▸ What you should do: Can you copy all of the entries below verbatim, line for line?

▸ Recorded data:
==========

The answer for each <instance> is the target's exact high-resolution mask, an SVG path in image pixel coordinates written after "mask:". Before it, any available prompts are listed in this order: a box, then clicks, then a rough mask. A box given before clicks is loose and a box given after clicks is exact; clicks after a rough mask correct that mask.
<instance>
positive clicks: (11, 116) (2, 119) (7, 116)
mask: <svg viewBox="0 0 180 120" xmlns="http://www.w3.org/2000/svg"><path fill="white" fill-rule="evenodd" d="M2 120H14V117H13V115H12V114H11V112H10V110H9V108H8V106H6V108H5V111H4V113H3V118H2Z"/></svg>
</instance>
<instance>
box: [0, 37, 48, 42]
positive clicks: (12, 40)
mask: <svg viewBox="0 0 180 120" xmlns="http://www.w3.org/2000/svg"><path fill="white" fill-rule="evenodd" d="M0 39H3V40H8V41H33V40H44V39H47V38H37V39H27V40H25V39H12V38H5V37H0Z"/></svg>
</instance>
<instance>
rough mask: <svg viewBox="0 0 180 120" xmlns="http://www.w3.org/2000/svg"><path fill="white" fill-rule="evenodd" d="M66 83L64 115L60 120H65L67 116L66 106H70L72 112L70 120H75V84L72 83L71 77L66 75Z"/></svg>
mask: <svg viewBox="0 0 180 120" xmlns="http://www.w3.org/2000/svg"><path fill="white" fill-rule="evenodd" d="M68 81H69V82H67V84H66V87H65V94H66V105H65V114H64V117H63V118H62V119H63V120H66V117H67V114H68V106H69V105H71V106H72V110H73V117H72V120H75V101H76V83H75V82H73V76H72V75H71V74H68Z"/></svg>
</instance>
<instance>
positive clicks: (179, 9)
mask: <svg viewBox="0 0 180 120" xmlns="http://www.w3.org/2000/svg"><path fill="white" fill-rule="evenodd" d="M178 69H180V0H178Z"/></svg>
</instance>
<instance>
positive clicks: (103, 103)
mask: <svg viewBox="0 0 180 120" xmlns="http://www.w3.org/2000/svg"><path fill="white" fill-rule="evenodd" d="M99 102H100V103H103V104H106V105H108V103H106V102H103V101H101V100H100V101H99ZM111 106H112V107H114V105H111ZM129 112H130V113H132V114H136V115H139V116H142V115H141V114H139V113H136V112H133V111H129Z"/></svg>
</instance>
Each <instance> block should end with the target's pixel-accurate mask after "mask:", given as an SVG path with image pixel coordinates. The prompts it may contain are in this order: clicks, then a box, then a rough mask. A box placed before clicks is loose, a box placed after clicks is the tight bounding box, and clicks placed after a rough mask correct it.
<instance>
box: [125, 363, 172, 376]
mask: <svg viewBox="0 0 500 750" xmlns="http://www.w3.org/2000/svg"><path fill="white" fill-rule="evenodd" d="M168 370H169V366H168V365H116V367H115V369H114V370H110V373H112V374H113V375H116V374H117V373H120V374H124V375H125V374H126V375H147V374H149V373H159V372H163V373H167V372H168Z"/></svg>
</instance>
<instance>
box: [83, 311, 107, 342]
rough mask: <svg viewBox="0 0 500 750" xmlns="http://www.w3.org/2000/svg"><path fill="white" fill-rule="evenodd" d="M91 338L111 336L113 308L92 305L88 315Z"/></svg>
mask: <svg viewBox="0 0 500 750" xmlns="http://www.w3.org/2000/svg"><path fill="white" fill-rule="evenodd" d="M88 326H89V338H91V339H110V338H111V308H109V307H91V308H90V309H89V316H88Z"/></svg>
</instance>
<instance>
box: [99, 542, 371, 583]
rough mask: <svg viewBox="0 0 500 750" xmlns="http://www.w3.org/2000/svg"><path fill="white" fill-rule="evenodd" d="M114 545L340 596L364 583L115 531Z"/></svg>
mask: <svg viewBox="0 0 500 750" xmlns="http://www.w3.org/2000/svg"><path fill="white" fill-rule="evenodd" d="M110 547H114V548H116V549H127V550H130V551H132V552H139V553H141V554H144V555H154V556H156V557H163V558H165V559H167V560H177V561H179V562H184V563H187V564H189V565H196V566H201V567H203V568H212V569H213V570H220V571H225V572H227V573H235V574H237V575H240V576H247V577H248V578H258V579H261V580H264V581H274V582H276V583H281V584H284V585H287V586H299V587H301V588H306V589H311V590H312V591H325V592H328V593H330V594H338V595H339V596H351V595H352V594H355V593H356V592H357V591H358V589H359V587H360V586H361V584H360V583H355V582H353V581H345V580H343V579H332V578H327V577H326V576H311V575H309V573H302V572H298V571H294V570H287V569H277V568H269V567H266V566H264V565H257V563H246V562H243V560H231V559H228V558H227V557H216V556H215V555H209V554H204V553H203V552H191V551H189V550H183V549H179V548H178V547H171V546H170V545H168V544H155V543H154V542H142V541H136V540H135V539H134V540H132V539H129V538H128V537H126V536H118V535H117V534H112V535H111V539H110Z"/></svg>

==========

▸ Output for this exercise:
The answer for each <instance> is the target's exact high-resolution mask, an SVG path in image pixel coordinates written after "mask:". Before it, any available prompts are listed in this order: a box, then clicks, then a rough mask. A box given before clicks is loose and a box given after clicks is exact; clicks after a rough mask correct that mask.
<instance>
positive clicks: (11, 116) (2, 119) (7, 116)
mask: <svg viewBox="0 0 180 120" xmlns="http://www.w3.org/2000/svg"><path fill="white" fill-rule="evenodd" d="M2 120H14V117H13V115H12V114H11V112H10V110H9V108H8V106H6V108H5V111H4V113H3V118H2Z"/></svg>
</instance>
<instance>
box: [0, 37, 48, 42]
positive clicks: (12, 40)
mask: <svg viewBox="0 0 180 120" xmlns="http://www.w3.org/2000/svg"><path fill="white" fill-rule="evenodd" d="M0 39H3V40H8V41H33V40H44V39H47V38H37V39H27V40H25V39H12V38H5V37H0Z"/></svg>
</instance>
<instance>
rough mask: <svg viewBox="0 0 180 120" xmlns="http://www.w3.org/2000/svg"><path fill="white" fill-rule="evenodd" d="M66 83L64 115L60 120H65L67 116L66 106H70L72 112L70 120H75V84L72 83L71 77L66 75Z"/></svg>
mask: <svg viewBox="0 0 180 120" xmlns="http://www.w3.org/2000/svg"><path fill="white" fill-rule="evenodd" d="M68 81H69V82H67V84H66V87H65V94H66V105H65V114H64V117H63V118H62V119H63V120H66V117H67V114H68V106H69V105H71V106H72V110H73V117H72V120H75V101H76V83H75V82H73V76H72V75H71V74H68Z"/></svg>
</instance>
<instance>
positive clicks: (179, 9)
mask: <svg viewBox="0 0 180 120" xmlns="http://www.w3.org/2000/svg"><path fill="white" fill-rule="evenodd" d="M178 69H180V0H178Z"/></svg>
</instance>
<instance>
positive clicks: (103, 103)
mask: <svg viewBox="0 0 180 120" xmlns="http://www.w3.org/2000/svg"><path fill="white" fill-rule="evenodd" d="M99 102H100V103H103V104H106V105H108V103H106V102H103V101H101V100H100V101H99ZM111 106H112V107H114V105H111ZM129 112H130V113H132V114H136V115H139V116H142V115H141V114H139V113H136V112H133V111H129Z"/></svg>
</instance>
Each <instance> block should end with the target's pixel-accurate mask after "mask:", given as an SVG path with image pixel coordinates. The prompts it may contain are in this order: clicks, then a box, then a rough mask. A box placed before clicks is loose, a box placed after clicks is the tight bounding box, and clicks placed after a rough mask correct it.
<instance>
box: [125, 363, 172, 376]
mask: <svg viewBox="0 0 500 750" xmlns="http://www.w3.org/2000/svg"><path fill="white" fill-rule="evenodd" d="M168 370H169V366H168V365H116V367H115V369H114V370H110V373H112V374H113V375H116V374H117V373H120V374H124V375H125V374H126V375H147V374H149V373H159V372H163V373H167V372H168Z"/></svg>
</instance>
<instance>
box: [83, 311, 107, 342]
rough mask: <svg viewBox="0 0 500 750" xmlns="http://www.w3.org/2000/svg"><path fill="white" fill-rule="evenodd" d="M91 338L111 336L113 308L92 305L88 315Z"/></svg>
mask: <svg viewBox="0 0 500 750" xmlns="http://www.w3.org/2000/svg"><path fill="white" fill-rule="evenodd" d="M88 326H89V338H91V339H110V338H111V308H109V307H91V308H90V309H89V316H88Z"/></svg>
</instance>
<instance>
box: [99, 542, 371, 583]
rough mask: <svg viewBox="0 0 500 750" xmlns="http://www.w3.org/2000/svg"><path fill="white" fill-rule="evenodd" d="M114 545L340 596L364 583L115 531Z"/></svg>
mask: <svg viewBox="0 0 500 750" xmlns="http://www.w3.org/2000/svg"><path fill="white" fill-rule="evenodd" d="M110 547H114V548H116V549H127V550H130V551H132V552H139V553H141V554H144V555H154V556H156V557H163V558H165V559H167V560H177V561H179V562H184V563H187V564H189V565H196V566H201V567H203V568H212V569H213V570H220V571H225V572H227V573H235V574H237V575H240V576H247V577H248V578H258V579H261V580H264V581H274V582H276V583H281V584H284V585H287V586H299V587H301V588H306V589H311V590H312V591H325V592H328V593H330V594H338V595H339V596H351V595H352V594H355V593H356V592H357V591H358V589H359V587H360V586H361V584H360V583H355V582H353V581H345V580H343V579H332V578H327V577H326V576H311V575H309V573H302V572H298V571H294V570H287V569H277V568H269V567H266V566H264V565H257V563H246V562H243V560H231V559H228V558H227V557H216V556H215V555H209V554H204V553H203V552H191V551H189V550H183V549H179V548H178V547H171V546H170V545H168V544H155V543H154V542H142V541H136V540H135V539H134V540H132V539H129V538H128V537H126V536H118V535H117V534H112V535H111V539H110Z"/></svg>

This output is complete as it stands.